> [WHAT IS BEING ASKED] The word "gazebo" appears in some lines of the entries. Say how many, and give nothing but the number.
DATA Block Start
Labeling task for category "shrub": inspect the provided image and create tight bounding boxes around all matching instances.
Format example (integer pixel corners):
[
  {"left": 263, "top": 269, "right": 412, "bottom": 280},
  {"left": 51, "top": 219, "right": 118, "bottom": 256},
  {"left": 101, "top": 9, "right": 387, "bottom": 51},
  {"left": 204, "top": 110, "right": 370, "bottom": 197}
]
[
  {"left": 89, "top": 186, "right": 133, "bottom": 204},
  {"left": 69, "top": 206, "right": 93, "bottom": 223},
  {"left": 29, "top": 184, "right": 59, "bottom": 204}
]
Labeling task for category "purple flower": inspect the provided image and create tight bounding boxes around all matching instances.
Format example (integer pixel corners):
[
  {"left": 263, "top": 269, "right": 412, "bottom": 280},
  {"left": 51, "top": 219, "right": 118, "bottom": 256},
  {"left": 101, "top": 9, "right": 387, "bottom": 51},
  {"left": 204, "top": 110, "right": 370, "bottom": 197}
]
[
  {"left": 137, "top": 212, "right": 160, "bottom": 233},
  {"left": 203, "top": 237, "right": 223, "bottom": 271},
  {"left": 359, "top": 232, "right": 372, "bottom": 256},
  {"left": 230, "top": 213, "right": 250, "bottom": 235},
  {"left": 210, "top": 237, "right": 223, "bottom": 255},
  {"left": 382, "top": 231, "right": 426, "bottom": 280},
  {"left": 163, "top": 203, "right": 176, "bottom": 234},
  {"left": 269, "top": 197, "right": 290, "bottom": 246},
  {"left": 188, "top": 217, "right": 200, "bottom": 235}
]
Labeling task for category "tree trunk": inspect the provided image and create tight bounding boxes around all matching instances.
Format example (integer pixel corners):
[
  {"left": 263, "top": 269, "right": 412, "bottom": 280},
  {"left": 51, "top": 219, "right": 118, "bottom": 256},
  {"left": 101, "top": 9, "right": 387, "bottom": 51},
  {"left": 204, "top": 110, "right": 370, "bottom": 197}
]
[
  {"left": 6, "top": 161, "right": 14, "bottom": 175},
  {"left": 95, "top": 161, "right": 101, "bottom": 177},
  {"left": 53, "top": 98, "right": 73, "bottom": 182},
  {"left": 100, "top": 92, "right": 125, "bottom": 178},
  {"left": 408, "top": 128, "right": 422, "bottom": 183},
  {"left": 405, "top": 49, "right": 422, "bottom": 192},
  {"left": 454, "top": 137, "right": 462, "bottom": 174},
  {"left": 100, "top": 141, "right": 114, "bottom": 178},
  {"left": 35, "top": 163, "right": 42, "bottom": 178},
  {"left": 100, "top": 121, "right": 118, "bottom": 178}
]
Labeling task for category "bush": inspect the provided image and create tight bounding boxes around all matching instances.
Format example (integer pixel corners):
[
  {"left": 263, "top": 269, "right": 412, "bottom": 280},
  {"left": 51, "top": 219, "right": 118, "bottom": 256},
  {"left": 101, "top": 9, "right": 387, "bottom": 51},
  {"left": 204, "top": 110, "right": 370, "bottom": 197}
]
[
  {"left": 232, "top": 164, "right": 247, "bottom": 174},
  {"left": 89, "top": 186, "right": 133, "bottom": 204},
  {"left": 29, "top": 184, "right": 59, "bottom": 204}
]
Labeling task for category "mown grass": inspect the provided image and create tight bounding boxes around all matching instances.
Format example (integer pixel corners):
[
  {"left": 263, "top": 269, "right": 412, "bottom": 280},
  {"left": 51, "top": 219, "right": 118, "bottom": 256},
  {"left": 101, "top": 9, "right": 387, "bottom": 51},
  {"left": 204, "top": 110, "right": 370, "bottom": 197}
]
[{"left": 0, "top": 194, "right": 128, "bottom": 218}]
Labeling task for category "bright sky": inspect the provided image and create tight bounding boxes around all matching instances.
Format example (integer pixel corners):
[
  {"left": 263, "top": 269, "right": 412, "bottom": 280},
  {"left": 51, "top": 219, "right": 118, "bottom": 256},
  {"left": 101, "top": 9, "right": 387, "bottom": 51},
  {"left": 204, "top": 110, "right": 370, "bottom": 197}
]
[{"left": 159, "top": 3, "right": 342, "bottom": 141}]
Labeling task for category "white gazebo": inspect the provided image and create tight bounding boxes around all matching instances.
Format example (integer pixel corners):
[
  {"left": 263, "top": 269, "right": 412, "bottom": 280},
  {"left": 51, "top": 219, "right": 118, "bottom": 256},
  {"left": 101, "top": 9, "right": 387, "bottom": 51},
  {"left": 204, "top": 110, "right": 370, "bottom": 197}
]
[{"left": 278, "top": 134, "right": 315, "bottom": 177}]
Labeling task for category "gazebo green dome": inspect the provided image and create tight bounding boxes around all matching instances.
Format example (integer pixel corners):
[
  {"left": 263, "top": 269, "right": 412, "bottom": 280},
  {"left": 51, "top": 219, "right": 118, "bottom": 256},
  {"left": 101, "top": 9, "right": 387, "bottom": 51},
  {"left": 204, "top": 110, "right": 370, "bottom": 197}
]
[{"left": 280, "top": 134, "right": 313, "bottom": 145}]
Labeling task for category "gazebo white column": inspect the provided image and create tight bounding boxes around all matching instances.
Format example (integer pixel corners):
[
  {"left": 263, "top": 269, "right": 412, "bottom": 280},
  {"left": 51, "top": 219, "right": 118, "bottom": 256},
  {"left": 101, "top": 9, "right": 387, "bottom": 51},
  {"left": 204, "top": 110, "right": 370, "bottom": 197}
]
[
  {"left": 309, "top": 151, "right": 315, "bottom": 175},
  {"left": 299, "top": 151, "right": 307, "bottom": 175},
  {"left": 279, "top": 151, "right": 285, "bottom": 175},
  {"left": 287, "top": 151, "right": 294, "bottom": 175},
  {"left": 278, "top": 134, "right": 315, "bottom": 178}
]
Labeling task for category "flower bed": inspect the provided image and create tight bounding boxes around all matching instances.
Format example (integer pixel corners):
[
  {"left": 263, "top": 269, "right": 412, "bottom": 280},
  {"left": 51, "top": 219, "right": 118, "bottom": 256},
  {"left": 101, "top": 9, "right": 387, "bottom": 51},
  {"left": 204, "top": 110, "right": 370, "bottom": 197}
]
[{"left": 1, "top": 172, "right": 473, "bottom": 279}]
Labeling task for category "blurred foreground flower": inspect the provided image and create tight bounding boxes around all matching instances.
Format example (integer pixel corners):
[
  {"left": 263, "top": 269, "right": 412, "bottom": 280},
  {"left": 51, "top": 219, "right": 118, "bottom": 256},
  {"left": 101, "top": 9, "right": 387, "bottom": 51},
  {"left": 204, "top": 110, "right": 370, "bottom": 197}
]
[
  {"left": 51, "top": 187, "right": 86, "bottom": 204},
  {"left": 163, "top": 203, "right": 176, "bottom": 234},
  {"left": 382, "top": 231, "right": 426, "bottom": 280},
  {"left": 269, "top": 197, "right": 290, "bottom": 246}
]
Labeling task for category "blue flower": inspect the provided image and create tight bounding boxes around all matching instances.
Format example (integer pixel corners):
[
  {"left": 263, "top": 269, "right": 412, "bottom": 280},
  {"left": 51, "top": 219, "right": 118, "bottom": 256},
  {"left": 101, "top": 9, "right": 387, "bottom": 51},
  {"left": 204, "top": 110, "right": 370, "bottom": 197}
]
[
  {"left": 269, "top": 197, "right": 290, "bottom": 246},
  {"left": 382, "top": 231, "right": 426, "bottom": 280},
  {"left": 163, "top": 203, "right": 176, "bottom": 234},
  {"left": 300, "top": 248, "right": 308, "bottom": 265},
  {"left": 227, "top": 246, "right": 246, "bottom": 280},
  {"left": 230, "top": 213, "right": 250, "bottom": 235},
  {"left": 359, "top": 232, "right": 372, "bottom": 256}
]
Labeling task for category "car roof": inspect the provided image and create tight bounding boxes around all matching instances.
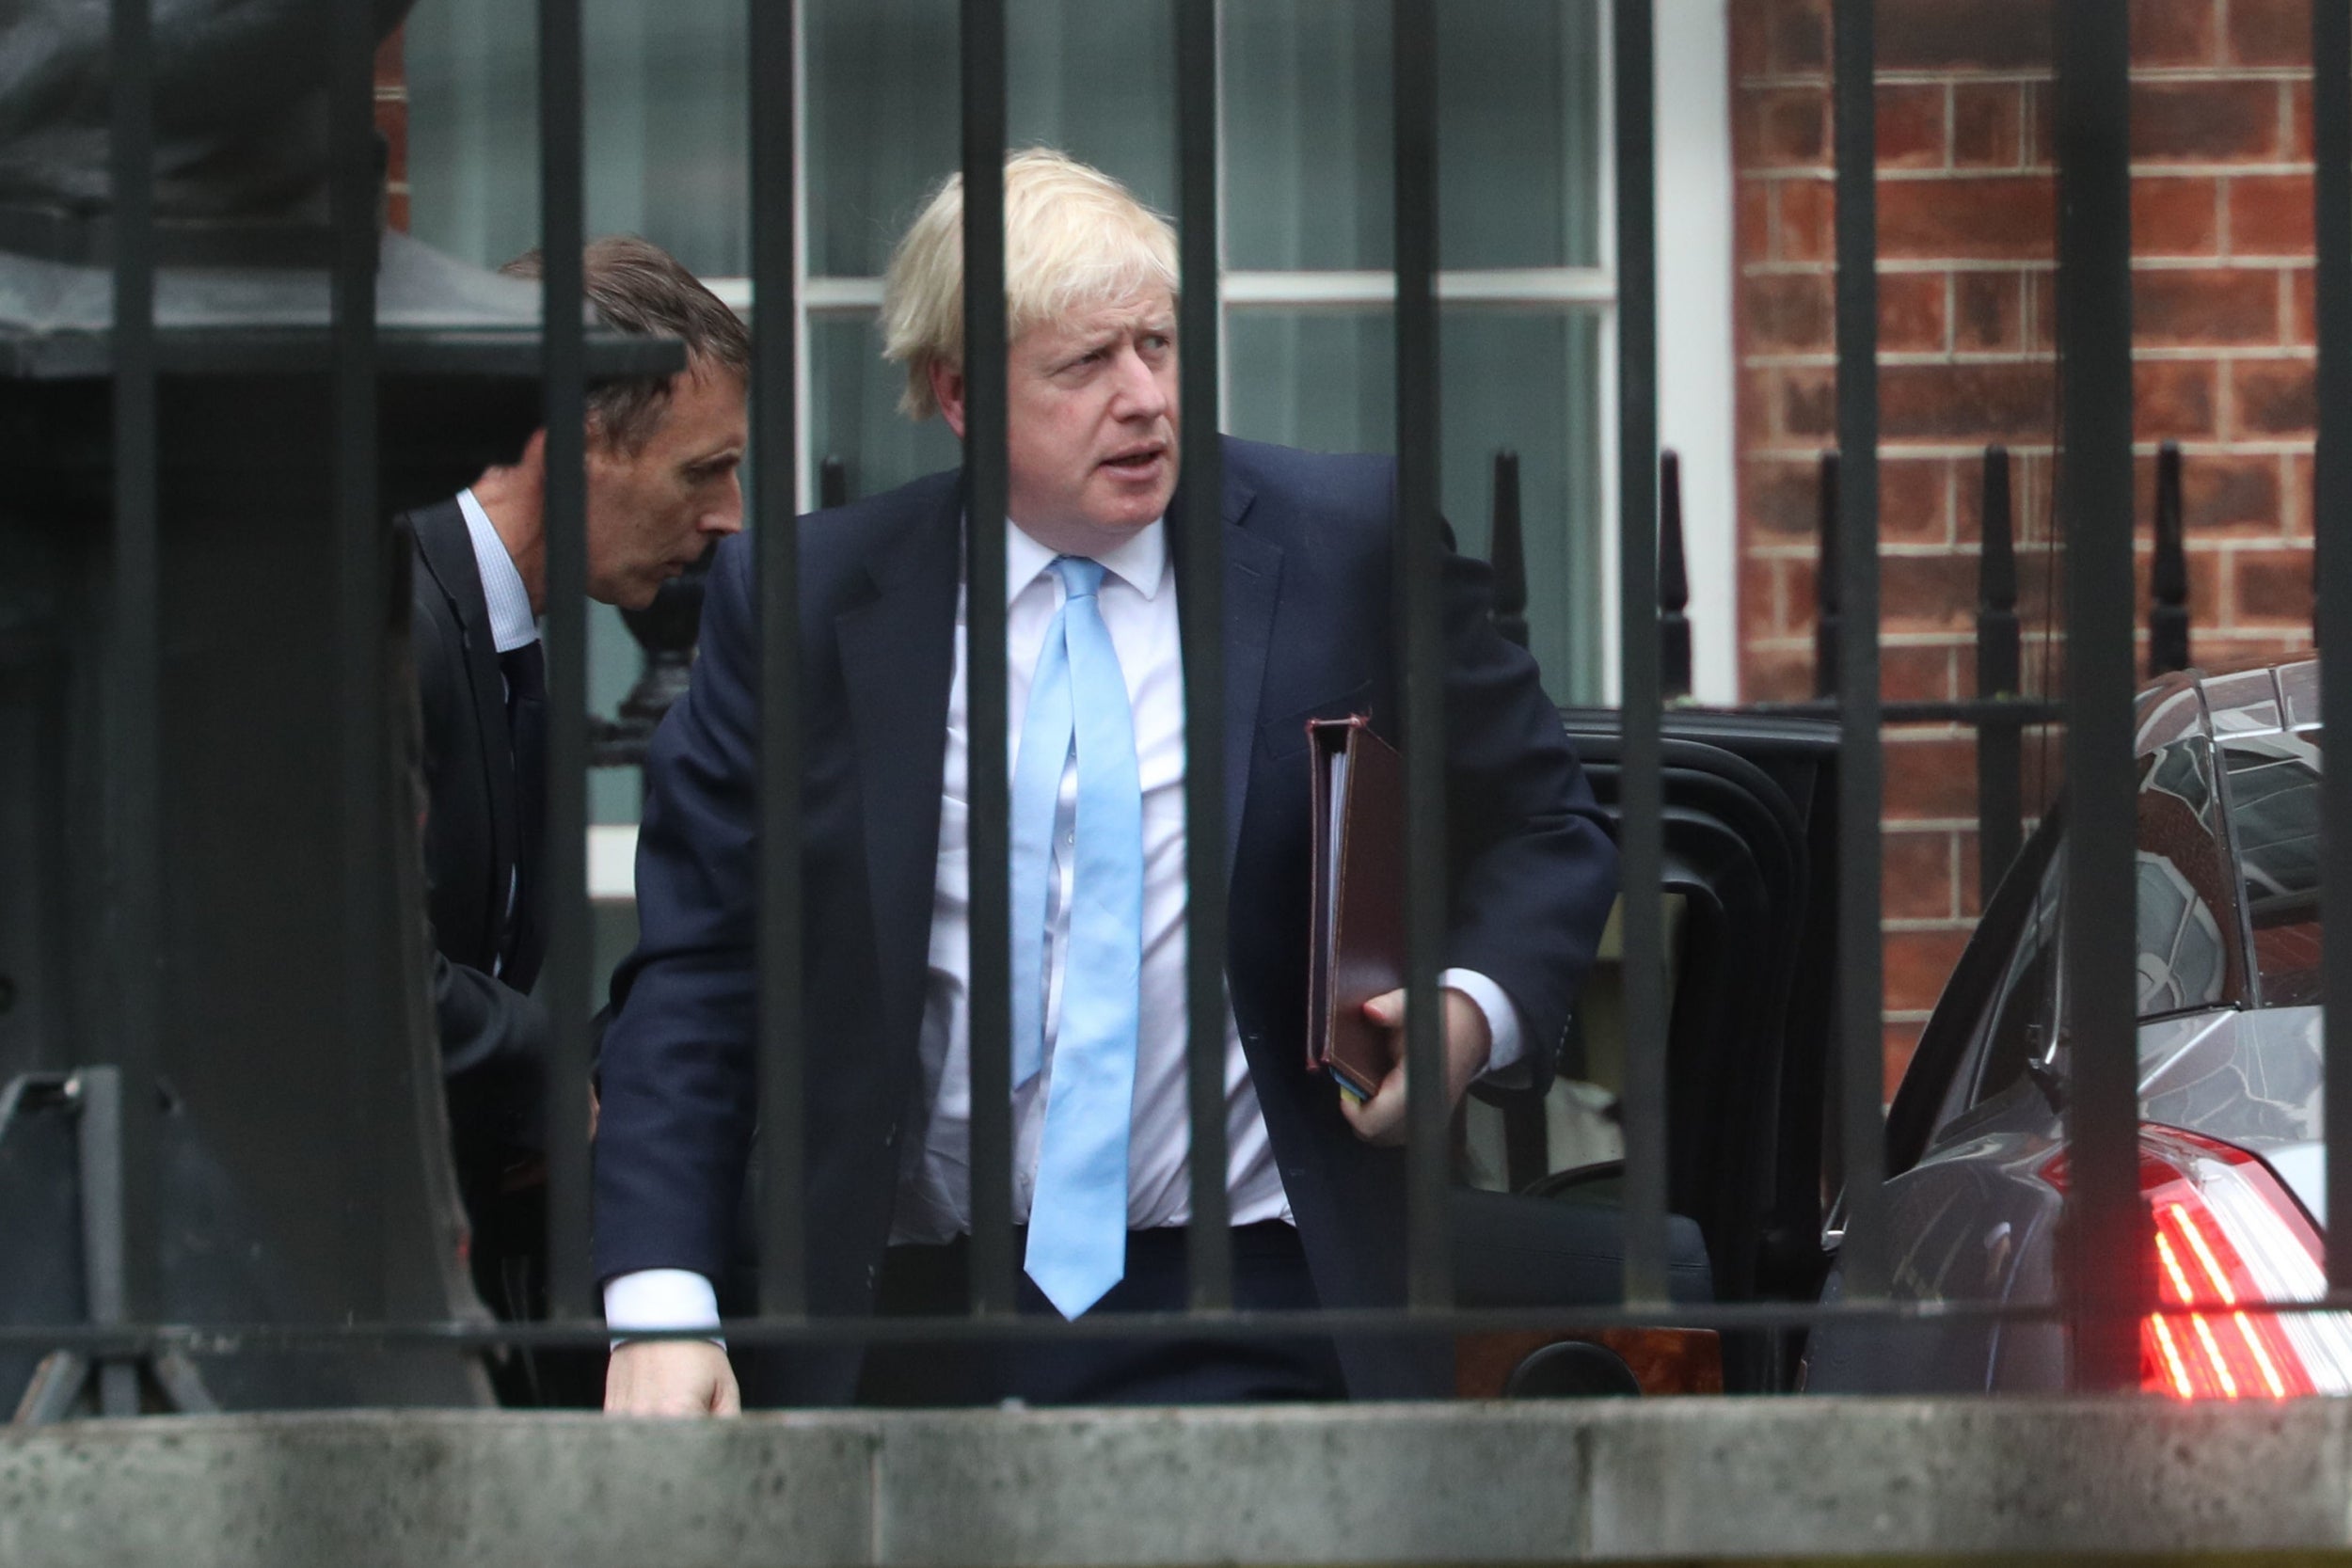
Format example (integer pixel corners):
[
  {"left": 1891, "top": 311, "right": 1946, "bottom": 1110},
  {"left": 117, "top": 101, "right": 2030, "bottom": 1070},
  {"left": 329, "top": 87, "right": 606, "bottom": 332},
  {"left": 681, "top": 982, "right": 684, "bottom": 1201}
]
[{"left": 2135, "top": 659, "right": 2319, "bottom": 759}]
DATA Block End
> [EXERCISE RESULT] 3